# DATA TO PROCESS start

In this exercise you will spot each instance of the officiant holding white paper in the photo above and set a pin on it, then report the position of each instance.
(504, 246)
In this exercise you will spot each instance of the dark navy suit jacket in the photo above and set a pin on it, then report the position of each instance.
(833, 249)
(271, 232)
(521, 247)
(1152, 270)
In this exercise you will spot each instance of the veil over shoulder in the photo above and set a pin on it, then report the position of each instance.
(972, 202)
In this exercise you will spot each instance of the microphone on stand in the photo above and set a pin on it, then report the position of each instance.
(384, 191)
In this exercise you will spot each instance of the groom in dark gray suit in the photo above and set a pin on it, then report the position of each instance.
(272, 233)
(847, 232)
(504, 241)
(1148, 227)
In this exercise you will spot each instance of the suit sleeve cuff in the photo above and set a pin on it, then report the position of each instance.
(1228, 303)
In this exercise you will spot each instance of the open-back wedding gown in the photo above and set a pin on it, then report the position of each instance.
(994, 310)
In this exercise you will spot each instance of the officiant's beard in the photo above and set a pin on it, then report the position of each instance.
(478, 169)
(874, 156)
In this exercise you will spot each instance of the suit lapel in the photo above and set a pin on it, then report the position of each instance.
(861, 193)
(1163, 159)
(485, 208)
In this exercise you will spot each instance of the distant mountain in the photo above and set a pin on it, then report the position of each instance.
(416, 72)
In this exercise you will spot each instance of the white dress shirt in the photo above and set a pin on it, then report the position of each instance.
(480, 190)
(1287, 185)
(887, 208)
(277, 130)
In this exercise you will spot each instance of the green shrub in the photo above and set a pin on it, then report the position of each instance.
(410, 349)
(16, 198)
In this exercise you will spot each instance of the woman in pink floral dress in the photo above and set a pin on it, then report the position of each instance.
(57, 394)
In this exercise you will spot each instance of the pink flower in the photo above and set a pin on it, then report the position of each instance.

# DATA TO PROCESS end

> _WHAT TO DO_:
Give the stretch of the listing above from the line containing "In this exercise you will spot each instance of the microphone" through the line containing "(1148, 227)", both ends included, as a JSON list of strings with one string per line and blank lines omitted.

> _EXERCISE ANSWER_:
[
  "In this exercise you will spot each instance of the microphone on stand in the photo above and set a pin on it, then report the position of each instance.",
  "(384, 191)",
  "In this exercise you will spot each instance of the groom in dark gray suit in the photo above and set a pin on it, then report the position of each instance.",
  "(272, 233)",
  "(847, 232)",
  "(504, 241)",
  "(1148, 227)"
]